◆ Objective
Return each of the following rows verbatim, without changing a single character.

(Records from a dataset)
::::::

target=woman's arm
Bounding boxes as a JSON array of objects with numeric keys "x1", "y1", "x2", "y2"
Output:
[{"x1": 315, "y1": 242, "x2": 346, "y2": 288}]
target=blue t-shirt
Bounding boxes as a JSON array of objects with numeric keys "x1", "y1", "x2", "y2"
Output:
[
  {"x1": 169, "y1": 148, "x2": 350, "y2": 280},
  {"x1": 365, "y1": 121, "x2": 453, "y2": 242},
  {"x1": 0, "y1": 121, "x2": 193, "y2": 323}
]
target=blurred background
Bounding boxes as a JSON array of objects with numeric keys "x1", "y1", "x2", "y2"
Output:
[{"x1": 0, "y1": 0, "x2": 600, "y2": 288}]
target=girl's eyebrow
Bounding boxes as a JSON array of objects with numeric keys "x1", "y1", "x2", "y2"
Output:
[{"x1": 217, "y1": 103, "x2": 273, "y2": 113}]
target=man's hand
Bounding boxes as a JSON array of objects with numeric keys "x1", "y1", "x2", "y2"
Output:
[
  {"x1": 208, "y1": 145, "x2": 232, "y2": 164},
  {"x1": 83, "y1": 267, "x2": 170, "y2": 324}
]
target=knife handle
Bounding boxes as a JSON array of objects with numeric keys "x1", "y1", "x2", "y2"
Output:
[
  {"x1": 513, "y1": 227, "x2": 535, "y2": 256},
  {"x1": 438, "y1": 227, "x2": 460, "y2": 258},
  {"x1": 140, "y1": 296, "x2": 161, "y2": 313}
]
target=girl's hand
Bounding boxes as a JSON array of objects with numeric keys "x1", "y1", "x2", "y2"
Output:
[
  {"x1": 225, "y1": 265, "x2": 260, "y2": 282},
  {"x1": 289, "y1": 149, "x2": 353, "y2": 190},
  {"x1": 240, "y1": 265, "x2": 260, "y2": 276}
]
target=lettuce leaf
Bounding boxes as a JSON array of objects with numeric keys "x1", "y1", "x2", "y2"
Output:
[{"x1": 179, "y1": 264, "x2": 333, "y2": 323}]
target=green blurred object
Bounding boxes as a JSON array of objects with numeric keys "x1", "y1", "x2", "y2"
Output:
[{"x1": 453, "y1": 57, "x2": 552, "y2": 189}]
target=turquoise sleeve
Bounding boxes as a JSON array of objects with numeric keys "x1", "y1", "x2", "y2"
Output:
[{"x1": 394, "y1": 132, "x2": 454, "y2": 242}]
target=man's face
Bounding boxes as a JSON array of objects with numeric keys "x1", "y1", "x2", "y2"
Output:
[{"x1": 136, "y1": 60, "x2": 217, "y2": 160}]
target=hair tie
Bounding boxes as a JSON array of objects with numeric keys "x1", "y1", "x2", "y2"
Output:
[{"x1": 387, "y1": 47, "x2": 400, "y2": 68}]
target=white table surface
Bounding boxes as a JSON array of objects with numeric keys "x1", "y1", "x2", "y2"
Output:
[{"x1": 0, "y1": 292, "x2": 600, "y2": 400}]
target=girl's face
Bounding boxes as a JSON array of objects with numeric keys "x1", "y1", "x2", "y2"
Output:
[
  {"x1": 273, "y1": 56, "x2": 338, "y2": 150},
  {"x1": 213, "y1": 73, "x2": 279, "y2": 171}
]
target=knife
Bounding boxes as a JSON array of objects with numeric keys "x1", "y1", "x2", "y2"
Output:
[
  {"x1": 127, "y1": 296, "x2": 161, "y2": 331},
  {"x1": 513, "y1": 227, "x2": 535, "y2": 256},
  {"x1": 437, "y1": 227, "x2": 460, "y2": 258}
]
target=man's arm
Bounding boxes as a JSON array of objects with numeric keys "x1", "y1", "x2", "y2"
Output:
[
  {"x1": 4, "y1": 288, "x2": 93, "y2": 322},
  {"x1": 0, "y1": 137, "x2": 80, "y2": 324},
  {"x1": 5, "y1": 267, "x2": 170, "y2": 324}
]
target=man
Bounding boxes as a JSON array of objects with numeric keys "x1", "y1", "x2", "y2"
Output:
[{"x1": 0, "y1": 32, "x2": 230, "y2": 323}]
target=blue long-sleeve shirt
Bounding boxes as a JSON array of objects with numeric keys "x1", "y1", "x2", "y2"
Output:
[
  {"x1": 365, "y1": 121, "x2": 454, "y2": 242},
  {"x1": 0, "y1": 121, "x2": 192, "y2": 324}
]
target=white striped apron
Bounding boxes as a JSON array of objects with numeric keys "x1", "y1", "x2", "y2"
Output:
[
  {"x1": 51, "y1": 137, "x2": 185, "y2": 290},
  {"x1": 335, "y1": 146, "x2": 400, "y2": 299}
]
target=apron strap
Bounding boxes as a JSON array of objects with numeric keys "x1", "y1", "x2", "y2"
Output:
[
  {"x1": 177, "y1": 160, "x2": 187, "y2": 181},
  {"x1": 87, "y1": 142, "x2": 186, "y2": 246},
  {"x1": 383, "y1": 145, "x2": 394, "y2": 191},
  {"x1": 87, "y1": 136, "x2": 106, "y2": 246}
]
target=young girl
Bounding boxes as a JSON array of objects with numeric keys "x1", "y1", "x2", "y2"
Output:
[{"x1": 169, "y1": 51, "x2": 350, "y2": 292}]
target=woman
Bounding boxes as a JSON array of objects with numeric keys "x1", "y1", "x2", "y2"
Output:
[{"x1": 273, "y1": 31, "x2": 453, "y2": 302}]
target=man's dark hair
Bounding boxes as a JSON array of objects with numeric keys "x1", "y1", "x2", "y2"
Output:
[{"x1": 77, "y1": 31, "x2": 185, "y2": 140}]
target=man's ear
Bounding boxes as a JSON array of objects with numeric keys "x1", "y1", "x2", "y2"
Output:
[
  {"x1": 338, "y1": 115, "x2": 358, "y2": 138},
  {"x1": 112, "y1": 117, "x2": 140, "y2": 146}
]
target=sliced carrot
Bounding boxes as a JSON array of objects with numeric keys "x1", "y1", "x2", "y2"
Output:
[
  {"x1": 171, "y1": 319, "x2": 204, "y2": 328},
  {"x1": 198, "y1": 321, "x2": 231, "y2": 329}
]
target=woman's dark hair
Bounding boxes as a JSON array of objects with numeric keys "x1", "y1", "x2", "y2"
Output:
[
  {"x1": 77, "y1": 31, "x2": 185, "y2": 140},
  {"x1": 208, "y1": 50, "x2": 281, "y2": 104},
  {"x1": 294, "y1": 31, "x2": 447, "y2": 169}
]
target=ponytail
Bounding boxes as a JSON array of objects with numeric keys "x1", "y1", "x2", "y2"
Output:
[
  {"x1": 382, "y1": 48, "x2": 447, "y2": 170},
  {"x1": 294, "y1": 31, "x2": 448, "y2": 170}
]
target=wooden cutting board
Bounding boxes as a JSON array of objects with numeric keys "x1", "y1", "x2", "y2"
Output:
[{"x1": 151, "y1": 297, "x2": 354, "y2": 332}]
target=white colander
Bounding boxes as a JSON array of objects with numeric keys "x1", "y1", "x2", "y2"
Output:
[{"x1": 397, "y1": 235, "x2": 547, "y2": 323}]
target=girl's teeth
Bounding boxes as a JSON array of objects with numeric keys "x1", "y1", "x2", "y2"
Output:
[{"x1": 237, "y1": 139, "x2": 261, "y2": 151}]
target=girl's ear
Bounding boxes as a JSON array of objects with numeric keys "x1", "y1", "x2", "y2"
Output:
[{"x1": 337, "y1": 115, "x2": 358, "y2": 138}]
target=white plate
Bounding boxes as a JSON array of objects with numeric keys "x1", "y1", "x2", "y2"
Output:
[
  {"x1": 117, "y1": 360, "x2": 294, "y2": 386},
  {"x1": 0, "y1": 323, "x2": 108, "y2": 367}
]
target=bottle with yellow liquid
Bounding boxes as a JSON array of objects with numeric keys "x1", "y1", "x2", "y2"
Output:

::::::

◆ The output
target=woman's arm
Bounding boxes as a JSON array of objects with numeric keys "x1", "y1", "x2", "y2"
Output:
[{"x1": 315, "y1": 242, "x2": 346, "y2": 288}]
target=blue t-shirt
Bounding boxes as a JSON array of objects with numeric keys "x1", "y1", "x2", "y2"
Output:
[
  {"x1": 169, "y1": 148, "x2": 350, "y2": 280},
  {"x1": 365, "y1": 121, "x2": 453, "y2": 242},
  {"x1": 0, "y1": 121, "x2": 193, "y2": 323}
]
target=blurred background
Bounding boxes as a JSON array of objects with numeric keys "x1", "y1", "x2", "y2"
Output:
[{"x1": 0, "y1": 0, "x2": 600, "y2": 288}]
target=girl's eyebrow
Bounding boxes as a JSON array of objects with numeric keys "x1", "y1", "x2", "y2"
Output:
[{"x1": 217, "y1": 103, "x2": 273, "y2": 113}]
target=man's hand
Bounding boxes as a JSON array of objects with numeric keys "x1", "y1", "x2", "y2"
Output:
[
  {"x1": 208, "y1": 145, "x2": 232, "y2": 164},
  {"x1": 83, "y1": 267, "x2": 170, "y2": 324}
]
target=knife handle
Bounding boxes as a JSON array of objects with numeric keys "x1", "y1", "x2", "y2"
Output:
[
  {"x1": 513, "y1": 227, "x2": 535, "y2": 256},
  {"x1": 438, "y1": 227, "x2": 460, "y2": 258},
  {"x1": 140, "y1": 296, "x2": 161, "y2": 313}
]
target=girl's hand
Bounding boxes as a JSON array of objects with numeric keys "x1", "y1", "x2", "y2"
Output:
[
  {"x1": 225, "y1": 265, "x2": 260, "y2": 282},
  {"x1": 289, "y1": 149, "x2": 353, "y2": 190},
  {"x1": 240, "y1": 265, "x2": 260, "y2": 276}
]
target=lettuce leaf
Bounding boxes as a JSON array of objects with numeric keys "x1", "y1", "x2", "y2"
Output:
[{"x1": 179, "y1": 264, "x2": 333, "y2": 323}]
target=green blurred object
Bounding boxes as a JSON array of objects with numeric keys "x1", "y1", "x2", "y2"
Output:
[{"x1": 453, "y1": 57, "x2": 552, "y2": 189}]
target=turquoise sleeve
Bounding boxes as a JSON array of objects with numeric keys "x1", "y1", "x2", "y2"
Output:
[{"x1": 394, "y1": 132, "x2": 454, "y2": 242}]
target=man's face
Bounding boxes as a JSON array of objects with numeric keys "x1", "y1", "x2", "y2"
Output:
[{"x1": 136, "y1": 60, "x2": 217, "y2": 160}]
target=hair tie
Bounding boxes as a JSON array of objects with numeric keys "x1", "y1", "x2", "y2"
Output:
[{"x1": 387, "y1": 47, "x2": 400, "y2": 68}]
target=white table surface
Bounding boxes as a JSON array of objects with numeric keys "x1", "y1", "x2", "y2"
Output:
[{"x1": 0, "y1": 292, "x2": 600, "y2": 400}]
target=girl's face
Bounding boxes as a JSON array of objects with numeric keys "x1", "y1", "x2", "y2"
Output:
[
  {"x1": 273, "y1": 56, "x2": 338, "y2": 150},
  {"x1": 213, "y1": 73, "x2": 279, "y2": 171}
]
target=knife
Bounding boxes as a JSON array of objects with numeric keys "x1", "y1", "x2", "y2"
Output:
[
  {"x1": 127, "y1": 296, "x2": 161, "y2": 331},
  {"x1": 513, "y1": 227, "x2": 535, "y2": 256},
  {"x1": 437, "y1": 227, "x2": 460, "y2": 258}
]
target=man's arm
Bounding boxes as a JSON array of objects with numeric keys "x1", "y1", "x2", "y2"
Output:
[
  {"x1": 4, "y1": 288, "x2": 93, "y2": 322},
  {"x1": 0, "y1": 137, "x2": 80, "y2": 324},
  {"x1": 5, "y1": 267, "x2": 170, "y2": 324}
]
target=man
Bounding boxes as a JSON array of objects with numeric keys "x1", "y1", "x2", "y2"
Output:
[{"x1": 0, "y1": 32, "x2": 230, "y2": 323}]
target=blue long-sleeve shirt
Bounding boxes as a JSON array of objects with numeric keys "x1", "y1", "x2", "y2"
Output:
[
  {"x1": 365, "y1": 121, "x2": 454, "y2": 242},
  {"x1": 0, "y1": 121, "x2": 192, "y2": 324}
]
target=white striped apron
Bounding boxes as a JSON array of objects with numeric keys "x1", "y1", "x2", "y2"
Output:
[
  {"x1": 51, "y1": 137, "x2": 185, "y2": 290},
  {"x1": 335, "y1": 146, "x2": 400, "y2": 299}
]
target=apron strap
Bounding boxes as a JSON array of objects with numeric keys "x1", "y1", "x2", "y2"
Output:
[
  {"x1": 177, "y1": 160, "x2": 187, "y2": 181},
  {"x1": 87, "y1": 142, "x2": 186, "y2": 246},
  {"x1": 383, "y1": 145, "x2": 394, "y2": 191},
  {"x1": 87, "y1": 136, "x2": 106, "y2": 246}
]
target=young girl
Bounding boxes as a JSON array of objects with numeric keys "x1", "y1", "x2", "y2"
Output:
[{"x1": 169, "y1": 51, "x2": 350, "y2": 292}]
target=woman
Bounding boxes as a JSON array of objects with numeric keys "x1", "y1", "x2", "y2"
Output:
[{"x1": 273, "y1": 31, "x2": 453, "y2": 302}]
target=man's dark hair
Bounding boxes as a JSON array of objects with numeric keys "x1", "y1", "x2", "y2"
Output:
[{"x1": 77, "y1": 31, "x2": 185, "y2": 140}]
target=man's ear
Bounding boxes as a JSON array of objects with numeric keys "x1", "y1", "x2", "y2"
Output:
[
  {"x1": 338, "y1": 115, "x2": 358, "y2": 138},
  {"x1": 112, "y1": 117, "x2": 140, "y2": 146}
]
target=sliced carrot
Bounding boxes as a JSON array of objects with numeric keys "x1", "y1", "x2", "y2"
Output:
[
  {"x1": 171, "y1": 319, "x2": 204, "y2": 328},
  {"x1": 198, "y1": 321, "x2": 231, "y2": 329}
]
target=woman's dark hair
Bounding boxes as a JSON array of objects with numeric keys "x1", "y1", "x2", "y2"
Output:
[
  {"x1": 77, "y1": 31, "x2": 185, "y2": 140},
  {"x1": 208, "y1": 50, "x2": 281, "y2": 104},
  {"x1": 294, "y1": 31, "x2": 447, "y2": 169}
]
target=ponytail
Bounding boxes as a JSON array of objects with numeric keys "x1", "y1", "x2", "y2"
Output:
[
  {"x1": 382, "y1": 48, "x2": 447, "y2": 170},
  {"x1": 294, "y1": 31, "x2": 448, "y2": 170}
]
target=wooden cutting board
Bounding boxes as a JSON array of objects with numeric keys "x1", "y1", "x2", "y2"
Output:
[{"x1": 151, "y1": 297, "x2": 354, "y2": 332}]
target=white colander
Bounding boxes as a JSON array of objects with numeric keys "x1", "y1", "x2", "y2"
Output:
[{"x1": 397, "y1": 235, "x2": 547, "y2": 323}]
target=girl's teeth
Bounding boxes as a JSON array of objects with numeric keys "x1", "y1", "x2", "y2"
Output:
[{"x1": 237, "y1": 139, "x2": 261, "y2": 151}]
target=girl's ear
Bounding boxes as a JSON array of objects with numeric keys "x1", "y1", "x2", "y2"
Output:
[{"x1": 337, "y1": 115, "x2": 358, "y2": 138}]
target=white plate
Bounding boxes as a JSON array of objects with numeric keys "x1", "y1", "x2", "y2"
Output:
[
  {"x1": 117, "y1": 360, "x2": 294, "y2": 386},
  {"x1": 0, "y1": 323, "x2": 108, "y2": 367}
]
target=bottle with yellow liquid
Bounding boxes as a JSON array of objects with numeric keys "x1", "y1", "x2", "y2"
Output:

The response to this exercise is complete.